Written exercise >>
Echo the rows from the first one through the line containing "x=110 y=186", both included, with every line copied exactly as it appears. Leave the pictures out.

Data shown >>
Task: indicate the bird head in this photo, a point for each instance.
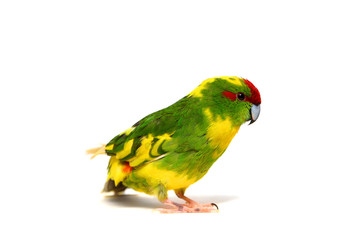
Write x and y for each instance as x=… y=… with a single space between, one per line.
x=232 y=97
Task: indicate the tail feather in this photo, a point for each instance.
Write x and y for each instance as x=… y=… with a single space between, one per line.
x=96 y=151
x=110 y=186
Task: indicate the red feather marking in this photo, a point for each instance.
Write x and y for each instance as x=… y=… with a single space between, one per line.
x=255 y=94
x=127 y=168
x=230 y=95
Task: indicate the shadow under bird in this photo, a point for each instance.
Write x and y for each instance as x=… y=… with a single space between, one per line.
x=173 y=148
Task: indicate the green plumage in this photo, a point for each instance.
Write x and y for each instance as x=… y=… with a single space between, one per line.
x=174 y=147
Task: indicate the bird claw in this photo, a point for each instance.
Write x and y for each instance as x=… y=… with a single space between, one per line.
x=187 y=208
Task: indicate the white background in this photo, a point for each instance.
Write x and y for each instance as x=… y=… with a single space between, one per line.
x=76 y=73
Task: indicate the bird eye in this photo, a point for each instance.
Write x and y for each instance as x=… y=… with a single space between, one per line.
x=240 y=96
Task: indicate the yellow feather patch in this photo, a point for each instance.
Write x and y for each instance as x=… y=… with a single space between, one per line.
x=162 y=138
x=128 y=131
x=170 y=179
x=220 y=132
x=198 y=91
x=109 y=147
x=142 y=153
x=115 y=171
x=126 y=151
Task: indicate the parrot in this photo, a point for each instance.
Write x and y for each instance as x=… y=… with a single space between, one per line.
x=175 y=147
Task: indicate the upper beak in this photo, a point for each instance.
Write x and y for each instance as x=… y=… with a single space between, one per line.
x=255 y=112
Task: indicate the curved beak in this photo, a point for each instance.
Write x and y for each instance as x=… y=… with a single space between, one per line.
x=255 y=112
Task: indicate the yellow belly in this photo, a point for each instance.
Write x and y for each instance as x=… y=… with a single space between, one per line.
x=170 y=179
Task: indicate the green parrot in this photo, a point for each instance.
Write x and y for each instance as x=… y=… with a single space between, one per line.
x=173 y=148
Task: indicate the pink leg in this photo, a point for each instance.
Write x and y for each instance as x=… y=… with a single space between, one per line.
x=190 y=207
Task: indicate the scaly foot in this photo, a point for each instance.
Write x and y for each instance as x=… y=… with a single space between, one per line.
x=188 y=208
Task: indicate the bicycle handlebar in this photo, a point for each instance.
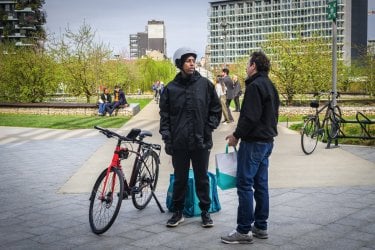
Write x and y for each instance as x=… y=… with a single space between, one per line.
x=111 y=134
x=319 y=93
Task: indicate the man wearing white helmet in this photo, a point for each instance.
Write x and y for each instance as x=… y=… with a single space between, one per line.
x=189 y=111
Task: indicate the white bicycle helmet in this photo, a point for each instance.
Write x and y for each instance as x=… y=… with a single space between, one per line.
x=180 y=53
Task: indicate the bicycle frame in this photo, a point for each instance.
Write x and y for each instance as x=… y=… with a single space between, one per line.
x=116 y=162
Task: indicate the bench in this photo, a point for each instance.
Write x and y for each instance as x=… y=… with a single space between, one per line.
x=133 y=108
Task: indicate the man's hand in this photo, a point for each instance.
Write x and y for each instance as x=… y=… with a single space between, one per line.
x=232 y=141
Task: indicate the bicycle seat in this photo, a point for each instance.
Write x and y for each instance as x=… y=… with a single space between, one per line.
x=314 y=104
x=145 y=133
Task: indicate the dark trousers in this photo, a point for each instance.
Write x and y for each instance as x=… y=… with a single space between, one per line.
x=181 y=164
x=228 y=107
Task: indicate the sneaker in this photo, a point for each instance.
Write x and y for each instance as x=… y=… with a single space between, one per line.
x=235 y=237
x=176 y=219
x=259 y=233
x=206 y=219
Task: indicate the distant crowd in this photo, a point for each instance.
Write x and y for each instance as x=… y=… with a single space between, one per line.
x=107 y=106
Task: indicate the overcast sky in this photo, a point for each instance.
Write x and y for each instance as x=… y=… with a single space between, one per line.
x=186 y=21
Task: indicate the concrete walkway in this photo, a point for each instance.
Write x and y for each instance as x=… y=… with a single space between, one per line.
x=322 y=201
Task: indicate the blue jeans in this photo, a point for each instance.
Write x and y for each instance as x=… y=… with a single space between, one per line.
x=252 y=173
x=102 y=107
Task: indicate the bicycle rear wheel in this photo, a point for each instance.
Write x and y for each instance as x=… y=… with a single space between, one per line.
x=105 y=200
x=147 y=178
x=333 y=122
x=309 y=135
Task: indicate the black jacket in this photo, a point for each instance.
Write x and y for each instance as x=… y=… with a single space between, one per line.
x=189 y=111
x=260 y=110
x=104 y=99
x=230 y=88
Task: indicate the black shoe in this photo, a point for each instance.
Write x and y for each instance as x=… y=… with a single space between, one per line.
x=176 y=219
x=206 y=219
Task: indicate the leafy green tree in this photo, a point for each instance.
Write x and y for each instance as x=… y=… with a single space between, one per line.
x=27 y=74
x=82 y=59
x=299 y=65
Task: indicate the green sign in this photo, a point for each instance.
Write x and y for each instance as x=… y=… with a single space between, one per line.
x=332 y=9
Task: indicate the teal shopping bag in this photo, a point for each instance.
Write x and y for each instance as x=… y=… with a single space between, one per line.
x=191 y=207
x=226 y=169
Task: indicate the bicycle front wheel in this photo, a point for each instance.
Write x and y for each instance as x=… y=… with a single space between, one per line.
x=105 y=200
x=309 y=135
x=333 y=122
x=147 y=177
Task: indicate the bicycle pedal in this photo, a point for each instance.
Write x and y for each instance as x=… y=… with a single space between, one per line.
x=125 y=196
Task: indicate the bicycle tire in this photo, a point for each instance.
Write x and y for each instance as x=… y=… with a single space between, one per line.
x=333 y=122
x=309 y=136
x=104 y=210
x=146 y=179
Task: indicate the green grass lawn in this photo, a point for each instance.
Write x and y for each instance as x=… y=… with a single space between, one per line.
x=67 y=121
x=61 y=121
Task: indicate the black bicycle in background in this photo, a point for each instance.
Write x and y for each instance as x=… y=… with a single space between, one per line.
x=325 y=123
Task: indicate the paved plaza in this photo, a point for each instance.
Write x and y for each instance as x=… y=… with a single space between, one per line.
x=322 y=201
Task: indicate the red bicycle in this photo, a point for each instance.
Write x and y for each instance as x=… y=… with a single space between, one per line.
x=111 y=187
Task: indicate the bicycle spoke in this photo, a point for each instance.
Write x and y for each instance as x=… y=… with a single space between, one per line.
x=105 y=204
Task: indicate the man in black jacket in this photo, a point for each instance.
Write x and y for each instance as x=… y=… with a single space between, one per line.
x=189 y=111
x=257 y=126
x=229 y=91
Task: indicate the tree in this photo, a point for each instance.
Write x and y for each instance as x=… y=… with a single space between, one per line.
x=82 y=59
x=27 y=74
x=299 y=65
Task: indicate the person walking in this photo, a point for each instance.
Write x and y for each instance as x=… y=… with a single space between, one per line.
x=189 y=111
x=104 y=100
x=230 y=90
x=256 y=128
x=237 y=93
x=118 y=99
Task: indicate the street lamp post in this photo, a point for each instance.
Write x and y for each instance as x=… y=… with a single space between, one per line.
x=117 y=58
x=224 y=25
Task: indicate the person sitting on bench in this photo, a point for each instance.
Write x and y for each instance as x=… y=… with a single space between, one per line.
x=119 y=99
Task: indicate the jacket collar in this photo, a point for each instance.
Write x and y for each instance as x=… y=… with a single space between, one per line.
x=194 y=77
x=256 y=75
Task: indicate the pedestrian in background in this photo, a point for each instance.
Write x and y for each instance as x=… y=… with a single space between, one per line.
x=104 y=100
x=189 y=111
x=118 y=99
x=237 y=93
x=230 y=90
x=256 y=128
x=220 y=91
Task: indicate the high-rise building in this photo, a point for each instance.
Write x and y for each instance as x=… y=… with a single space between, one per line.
x=21 y=22
x=238 y=27
x=153 y=39
x=138 y=44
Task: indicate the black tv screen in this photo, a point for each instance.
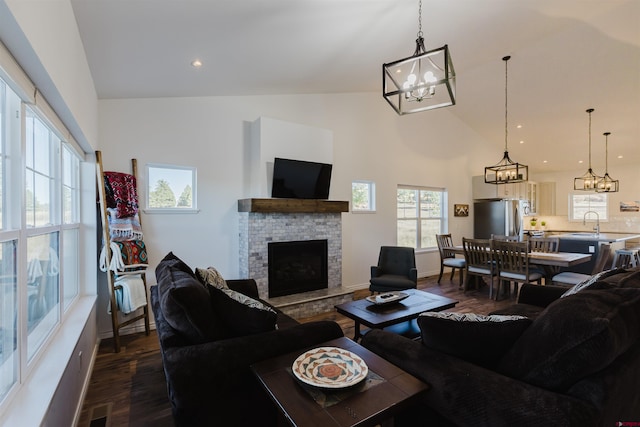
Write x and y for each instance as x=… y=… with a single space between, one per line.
x=298 y=179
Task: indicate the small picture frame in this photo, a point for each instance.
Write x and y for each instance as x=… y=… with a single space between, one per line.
x=460 y=210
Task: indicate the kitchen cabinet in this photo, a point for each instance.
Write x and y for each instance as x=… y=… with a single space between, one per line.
x=532 y=197
x=516 y=191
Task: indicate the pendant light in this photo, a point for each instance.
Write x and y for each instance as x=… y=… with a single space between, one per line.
x=506 y=171
x=589 y=180
x=423 y=81
x=607 y=184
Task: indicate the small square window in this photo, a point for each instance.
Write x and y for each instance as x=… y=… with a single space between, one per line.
x=171 y=189
x=363 y=196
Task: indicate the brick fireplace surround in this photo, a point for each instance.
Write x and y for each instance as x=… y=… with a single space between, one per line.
x=281 y=220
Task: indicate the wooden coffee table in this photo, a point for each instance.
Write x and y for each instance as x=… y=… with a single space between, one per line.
x=393 y=391
x=402 y=313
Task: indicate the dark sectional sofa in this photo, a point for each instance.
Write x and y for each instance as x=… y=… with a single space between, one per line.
x=570 y=361
x=208 y=342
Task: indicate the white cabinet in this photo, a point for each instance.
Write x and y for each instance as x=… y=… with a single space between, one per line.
x=516 y=190
x=533 y=197
x=482 y=190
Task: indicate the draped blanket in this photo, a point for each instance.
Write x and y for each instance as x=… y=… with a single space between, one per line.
x=120 y=192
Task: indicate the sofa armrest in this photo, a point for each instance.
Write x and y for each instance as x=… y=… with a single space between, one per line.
x=197 y=372
x=467 y=394
x=538 y=295
x=247 y=287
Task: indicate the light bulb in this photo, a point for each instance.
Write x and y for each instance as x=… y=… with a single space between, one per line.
x=429 y=77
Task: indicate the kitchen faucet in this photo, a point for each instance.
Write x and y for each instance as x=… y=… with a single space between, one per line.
x=597 y=227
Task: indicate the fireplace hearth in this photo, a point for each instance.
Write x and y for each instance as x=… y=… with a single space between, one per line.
x=297 y=266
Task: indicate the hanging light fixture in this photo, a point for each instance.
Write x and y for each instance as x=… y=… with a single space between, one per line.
x=589 y=180
x=506 y=171
x=607 y=184
x=423 y=81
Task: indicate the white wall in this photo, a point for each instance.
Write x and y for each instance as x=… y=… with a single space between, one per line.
x=623 y=222
x=214 y=134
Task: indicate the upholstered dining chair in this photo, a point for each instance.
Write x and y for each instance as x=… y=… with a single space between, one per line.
x=448 y=257
x=570 y=278
x=479 y=262
x=512 y=262
x=396 y=270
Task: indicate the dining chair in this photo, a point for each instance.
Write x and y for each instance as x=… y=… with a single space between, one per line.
x=448 y=257
x=545 y=245
x=625 y=258
x=512 y=262
x=505 y=238
x=570 y=278
x=396 y=270
x=479 y=262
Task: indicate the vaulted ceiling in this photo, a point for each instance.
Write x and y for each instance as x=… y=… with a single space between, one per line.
x=567 y=56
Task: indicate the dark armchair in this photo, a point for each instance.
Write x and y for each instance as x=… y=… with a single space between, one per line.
x=396 y=270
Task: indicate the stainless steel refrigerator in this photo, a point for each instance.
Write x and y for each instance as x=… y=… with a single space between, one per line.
x=499 y=217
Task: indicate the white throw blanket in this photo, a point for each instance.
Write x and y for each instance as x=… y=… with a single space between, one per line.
x=132 y=296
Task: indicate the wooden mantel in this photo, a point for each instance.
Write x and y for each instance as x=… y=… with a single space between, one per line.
x=276 y=205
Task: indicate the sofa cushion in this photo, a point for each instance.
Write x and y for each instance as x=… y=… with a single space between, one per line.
x=575 y=337
x=185 y=302
x=593 y=282
x=241 y=314
x=211 y=276
x=476 y=338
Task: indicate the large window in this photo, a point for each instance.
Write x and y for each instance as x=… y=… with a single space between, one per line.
x=422 y=213
x=580 y=204
x=39 y=235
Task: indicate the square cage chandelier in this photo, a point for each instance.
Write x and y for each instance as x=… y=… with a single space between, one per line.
x=423 y=81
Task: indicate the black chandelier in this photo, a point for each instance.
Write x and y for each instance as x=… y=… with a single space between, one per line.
x=423 y=81
x=506 y=171
x=607 y=184
x=589 y=180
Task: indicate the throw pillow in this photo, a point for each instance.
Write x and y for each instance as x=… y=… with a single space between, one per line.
x=240 y=314
x=186 y=307
x=476 y=338
x=575 y=337
x=591 y=282
x=211 y=276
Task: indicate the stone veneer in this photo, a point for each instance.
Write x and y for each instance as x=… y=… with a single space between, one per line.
x=258 y=229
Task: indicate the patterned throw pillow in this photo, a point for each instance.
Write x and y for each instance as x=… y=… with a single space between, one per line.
x=475 y=338
x=211 y=276
x=241 y=314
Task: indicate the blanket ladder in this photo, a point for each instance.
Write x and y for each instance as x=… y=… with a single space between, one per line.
x=116 y=322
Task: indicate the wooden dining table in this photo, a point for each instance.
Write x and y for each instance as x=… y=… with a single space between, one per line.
x=552 y=259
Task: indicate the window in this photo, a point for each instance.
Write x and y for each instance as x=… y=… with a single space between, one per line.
x=39 y=235
x=422 y=213
x=363 y=196
x=171 y=188
x=580 y=204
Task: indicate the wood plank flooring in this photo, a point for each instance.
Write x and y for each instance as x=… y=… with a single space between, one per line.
x=129 y=389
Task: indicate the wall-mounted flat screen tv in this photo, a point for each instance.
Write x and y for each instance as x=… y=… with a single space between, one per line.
x=298 y=179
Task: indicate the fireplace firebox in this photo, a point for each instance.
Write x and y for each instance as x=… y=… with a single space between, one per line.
x=297 y=266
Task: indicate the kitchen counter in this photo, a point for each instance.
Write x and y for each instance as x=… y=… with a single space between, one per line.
x=601 y=237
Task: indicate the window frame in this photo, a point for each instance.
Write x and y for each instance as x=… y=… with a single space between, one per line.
x=173 y=210
x=603 y=212
x=443 y=217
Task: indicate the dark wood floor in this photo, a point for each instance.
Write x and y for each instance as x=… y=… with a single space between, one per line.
x=128 y=388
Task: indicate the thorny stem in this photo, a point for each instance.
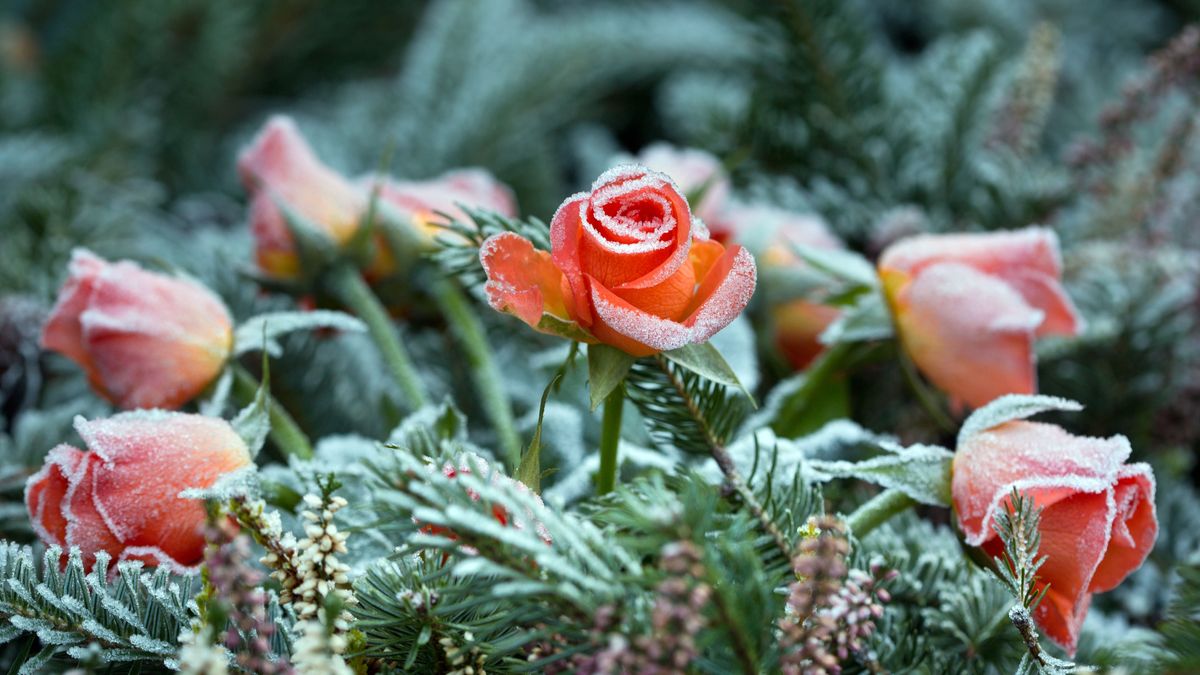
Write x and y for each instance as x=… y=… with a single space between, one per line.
x=610 y=438
x=726 y=464
x=877 y=511
x=285 y=432
x=471 y=335
x=349 y=287
x=1024 y=622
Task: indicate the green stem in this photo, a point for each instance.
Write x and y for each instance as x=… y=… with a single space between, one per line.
x=348 y=286
x=469 y=332
x=610 y=437
x=286 y=434
x=877 y=511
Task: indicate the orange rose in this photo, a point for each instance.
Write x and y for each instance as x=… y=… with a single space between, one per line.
x=280 y=167
x=121 y=496
x=969 y=306
x=627 y=268
x=1098 y=521
x=144 y=339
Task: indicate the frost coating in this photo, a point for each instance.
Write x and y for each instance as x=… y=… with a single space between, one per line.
x=124 y=495
x=1098 y=519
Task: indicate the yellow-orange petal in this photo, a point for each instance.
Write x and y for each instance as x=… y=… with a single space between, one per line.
x=969 y=333
x=522 y=280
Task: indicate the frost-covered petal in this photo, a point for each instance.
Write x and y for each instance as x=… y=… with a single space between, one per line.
x=148 y=458
x=63 y=332
x=1134 y=527
x=280 y=166
x=155 y=340
x=719 y=299
x=522 y=280
x=1041 y=460
x=47 y=489
x=969 y=332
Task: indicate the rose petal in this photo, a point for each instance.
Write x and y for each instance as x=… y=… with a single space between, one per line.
x=1041 y=460
x=970 y=333
x=1134 y=527
x=723 y=294
x=87 y=526
x=156 y=340
x=63 y=332
x=147 y=459
x=46 y=493
x=522 y=280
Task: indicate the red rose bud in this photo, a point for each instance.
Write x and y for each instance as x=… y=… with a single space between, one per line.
x=280 y=167
x=121 y=495
x=144 y=339
x=1098 y=521
x=969 y=306
x=699 y=174
x=628 y=267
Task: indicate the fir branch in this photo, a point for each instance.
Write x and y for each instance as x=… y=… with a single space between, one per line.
x=135 y=617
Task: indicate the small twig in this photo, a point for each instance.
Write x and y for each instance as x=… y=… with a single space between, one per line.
x=726 y=465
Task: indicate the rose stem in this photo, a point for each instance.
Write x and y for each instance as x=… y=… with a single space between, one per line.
x=610 y=437
x=469 y=332
x=348 y=286
x=877 y=511
x=286 y=432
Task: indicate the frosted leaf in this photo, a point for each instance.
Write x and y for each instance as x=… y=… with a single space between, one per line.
x=1013 y=406
x=262 y=332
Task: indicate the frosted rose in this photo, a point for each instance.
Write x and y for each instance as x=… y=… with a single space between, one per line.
x=695 y=172
x=421 y=199
x=1098 y=520
x=628 y=268
x=144 y=339
x=969 y=306
x=280 y=168
x=121 y=495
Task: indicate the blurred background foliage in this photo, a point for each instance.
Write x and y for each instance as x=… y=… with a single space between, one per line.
x=120 y=120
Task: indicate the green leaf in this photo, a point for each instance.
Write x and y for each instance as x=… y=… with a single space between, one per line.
x=867 y=320
x=253 y=422
x=607 y=368
x=707 y=362
x=923 y=472
x=262 y=332
x=1009 y=407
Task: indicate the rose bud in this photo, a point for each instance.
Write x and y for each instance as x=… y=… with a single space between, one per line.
x=628 y=268
x=1098 y=521
x=421 y=201
x=969 y=306
x=121 y=495
x=696 y=173
x=280 y=168
x=144 y=339
x=773 y=234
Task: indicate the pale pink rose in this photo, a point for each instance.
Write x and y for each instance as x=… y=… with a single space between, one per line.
x=969 y=306
x=121 y=495
x=144 y=339
x=1098 y=521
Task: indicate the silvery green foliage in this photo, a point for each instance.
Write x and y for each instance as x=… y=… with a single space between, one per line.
x=262 y=332
x=1012 y=407
x=132 y=616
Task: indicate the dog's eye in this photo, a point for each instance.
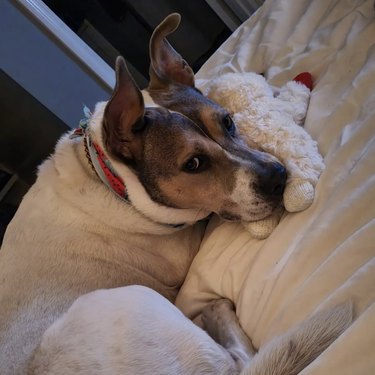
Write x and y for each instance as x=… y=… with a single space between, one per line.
x=229 y=124
x=196 y=164
x=193 y=164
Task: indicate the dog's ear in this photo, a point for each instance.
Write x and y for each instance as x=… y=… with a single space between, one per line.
x=167 y=66
x=123 y=115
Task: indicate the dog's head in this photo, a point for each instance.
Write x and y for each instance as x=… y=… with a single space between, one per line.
x=203 y=162
x=190 y=159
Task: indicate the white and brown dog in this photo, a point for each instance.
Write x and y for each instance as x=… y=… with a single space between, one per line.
x=119 y=204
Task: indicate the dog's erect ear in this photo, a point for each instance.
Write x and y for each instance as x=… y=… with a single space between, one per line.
x=167 y=66
x=124 y=112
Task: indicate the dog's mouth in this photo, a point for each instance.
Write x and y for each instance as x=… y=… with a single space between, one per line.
x=249 y=216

Solved problem >>
Task: indicate the bird head in this photo, a point for each instance.
Write x and y for each instance as x=… y=… with a single space between, one per line.
x=232 y=97
Task: indicate the tail feather in this photo, a point for each instance.
Write x and y for each instance as x=… y=… with a single space between, one per line.
x=96 y=151
x=110 y=186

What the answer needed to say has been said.